[Dataset entries]
★ ★ ★ ★ ★ ★ ★

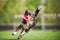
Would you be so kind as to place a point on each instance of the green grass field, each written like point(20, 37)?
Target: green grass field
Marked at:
point(32, 35)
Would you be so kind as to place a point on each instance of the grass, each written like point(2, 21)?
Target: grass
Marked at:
point(32, 35)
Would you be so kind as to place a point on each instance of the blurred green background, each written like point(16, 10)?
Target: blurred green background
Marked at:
point(8, 9)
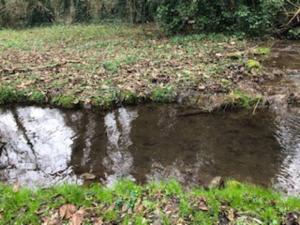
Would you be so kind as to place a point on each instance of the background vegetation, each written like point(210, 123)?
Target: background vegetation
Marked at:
point(250, 17)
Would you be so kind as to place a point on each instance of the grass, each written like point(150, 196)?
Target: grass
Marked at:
point(129, 203)
point(96, 64)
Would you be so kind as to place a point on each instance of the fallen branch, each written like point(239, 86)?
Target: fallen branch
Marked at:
point(31, 69)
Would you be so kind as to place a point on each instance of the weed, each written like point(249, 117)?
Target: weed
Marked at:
point(163, 94)
point(65, 101)
point(243, 99)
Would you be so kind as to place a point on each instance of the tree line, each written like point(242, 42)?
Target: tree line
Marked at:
point(246, 17)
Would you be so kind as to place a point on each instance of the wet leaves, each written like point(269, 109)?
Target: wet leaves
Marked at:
point(131, 63)
point(67, 211)
point(202, 204)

★ ★ ★ ★ ★ ★ ★

Task: Beginning at the line that holds "like point(242, 42)?", reproduce the lines exactly up to and including the final line of the entries.

Expected output:
Would you be so kind as to place a point on each instance of the tree line, each written like point(242, 42)?
Target: tree line
Marked at:
point(246, 17)
Would you be so kind as to place a point on each instance of the wet leaves, each written like point(269, 109)?
Target: wet leaves
Marked at:
point(131, 63)
point(67, 211)
point(202, 204)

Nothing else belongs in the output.